## Objective:
Take the records underneath and set them down exactly.

## Available records:
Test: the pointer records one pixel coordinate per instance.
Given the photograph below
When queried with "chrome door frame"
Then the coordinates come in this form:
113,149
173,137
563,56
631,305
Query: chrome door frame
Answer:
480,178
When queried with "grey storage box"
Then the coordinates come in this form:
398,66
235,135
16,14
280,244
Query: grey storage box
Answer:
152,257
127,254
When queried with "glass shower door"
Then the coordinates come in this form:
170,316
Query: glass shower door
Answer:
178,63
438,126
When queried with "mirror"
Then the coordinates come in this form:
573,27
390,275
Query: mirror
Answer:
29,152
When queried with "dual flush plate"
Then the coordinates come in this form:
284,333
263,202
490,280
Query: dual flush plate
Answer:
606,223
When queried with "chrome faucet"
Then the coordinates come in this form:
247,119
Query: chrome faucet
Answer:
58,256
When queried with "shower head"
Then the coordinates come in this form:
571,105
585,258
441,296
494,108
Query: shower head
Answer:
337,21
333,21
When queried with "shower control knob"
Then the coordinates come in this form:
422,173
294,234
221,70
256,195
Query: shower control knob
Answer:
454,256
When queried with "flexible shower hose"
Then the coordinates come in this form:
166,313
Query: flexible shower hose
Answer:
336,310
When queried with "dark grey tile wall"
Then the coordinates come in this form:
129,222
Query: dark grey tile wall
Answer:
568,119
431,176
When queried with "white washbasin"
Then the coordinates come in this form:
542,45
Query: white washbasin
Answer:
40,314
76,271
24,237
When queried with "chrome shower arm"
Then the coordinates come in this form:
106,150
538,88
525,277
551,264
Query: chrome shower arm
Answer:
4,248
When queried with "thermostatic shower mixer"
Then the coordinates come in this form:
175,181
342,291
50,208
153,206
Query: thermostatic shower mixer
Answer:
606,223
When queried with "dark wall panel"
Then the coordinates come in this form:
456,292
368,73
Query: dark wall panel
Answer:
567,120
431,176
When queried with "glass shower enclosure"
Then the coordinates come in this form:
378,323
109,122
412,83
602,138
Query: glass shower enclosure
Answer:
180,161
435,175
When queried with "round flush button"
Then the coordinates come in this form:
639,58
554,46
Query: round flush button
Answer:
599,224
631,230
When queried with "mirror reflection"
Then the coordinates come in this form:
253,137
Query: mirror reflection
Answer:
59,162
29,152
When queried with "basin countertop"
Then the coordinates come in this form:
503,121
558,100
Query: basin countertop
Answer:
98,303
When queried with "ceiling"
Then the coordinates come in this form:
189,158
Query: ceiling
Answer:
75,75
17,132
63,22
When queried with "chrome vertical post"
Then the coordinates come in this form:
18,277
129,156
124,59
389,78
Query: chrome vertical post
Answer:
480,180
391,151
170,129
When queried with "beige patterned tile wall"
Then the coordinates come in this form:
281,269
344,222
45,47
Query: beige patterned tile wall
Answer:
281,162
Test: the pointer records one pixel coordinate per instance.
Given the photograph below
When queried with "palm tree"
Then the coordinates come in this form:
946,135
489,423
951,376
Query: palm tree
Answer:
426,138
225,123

## Exercise answer:
Test: the pointer records one pixel coordinate per instance.
Given the photograph below
When queried with "chrome door frame"
Then the coordinates come in this form:
113,149
173,137
563,56
631,305
Query: chrome door frame
Answer:
480,178
When queried with "grey storage box"
Then the coordinates come in this form:
398,66
235,135
16,14
280,244
Query: grey storage box
Answer:
152,257
127,254
When queried with "glass shower door"
Then the coordinates come in this form:
170,316
Query: glass shower door
Answer:
178,63
438,126
When queried with "mirror"
Then the coordinates come in this form:
573,27
390,275
Query: mirror
Answer:
29,152
When queried with "dual flush plate"
Then the coordinates come in this form:
284,333
263,202
490,280
Query: dual flush plate
Answer:
606,223
When queried with "chrome faucet"
Then the coordinates come in this form:
247,119
Query: chrome faucet
Answer:
58,256
When queried with "shower head"
Then the coordinates come in this form:
571,105
585,258
441,296
494,108
Query: shower head
Answer:
337,21
333,21
When queried with "shower control knob"
Then the coordinates come in this form:
422,173
294,234
221,70
256,195
Query: shower control knob
Answer:
454,256
When queried with "flexible shower hose"
Then the coordinates come in this form:
166,313
Query: flexible shower hose
Answer:
336,310
When queried with "dark grey tile wall"
Then the coordinates come in this form:
129,222
Query: dark grey tile wall
Answer:
568,119
431,176
When queried with "white washbasin"
Then the coordinates come in this form:
542,45
Query: white washbasin
Answer:
40,314
76,271
24,237
When queried with "chrome shower arm"
Then the coordinates come in this form:
106,150
538,88
525,277
551,264
Query: chrome shower arm
Answer:
4,248
When queried with "thermostatic shower mixer"
Then the coordinates come in this form:
175,181
342,291
50,208
153,206
Query: thermostatic shower mixer
Answer:
606,223
When queried with "dark wall panel"
Then the coordinates come in this form:
456,292
368,73
Query: dark wall panel
Answer:
567,120
431,176
When queried with "glass shower enclosure"
Then the coordinates come in this form:
378,323
109,122
412,83
602,138
Query: glass shower enclosure
Answer:
180,161
435,175
When queried with "round flush button"
Then the coordinates come in this form:
639,58
554,46
Query: round flush button
Answer:
599,224
631,230
When queried with "mirror reflection"
Then the coordinates come in this form:
253,137
Query: mirror reflection
Answer:
59,162
29,152
When queried with "basin countertop"
Then the coordinates come in this form:
503,121
558,100
Query: basin countertop
Answer:
98,303
When queried with "ceiling"
Then the coordinates come in this form:
189,158
Query: ceiling
Answer:
75,75
17,132
63,22
When queried with "chrome vertical post"
Then the coordinates come in this form:
18,277
129,156
124,59
389,78
Query: chrome vertical post
Answer:
480,180
391,151
170,129
When queried with "beige patterned tile wall"
Then the coordinates come in this form:
281,269
344,222
45,47
Query: beige patterned tile wall
Answer:
281,162
Test: the pointer records one pixel coordinate per instance.
Given the photograph below
When queried with "palm tree"
Then the coordinates come in this form:
946,135
489,423
951,376
Query: palm tree
Answer:
426,138
225,123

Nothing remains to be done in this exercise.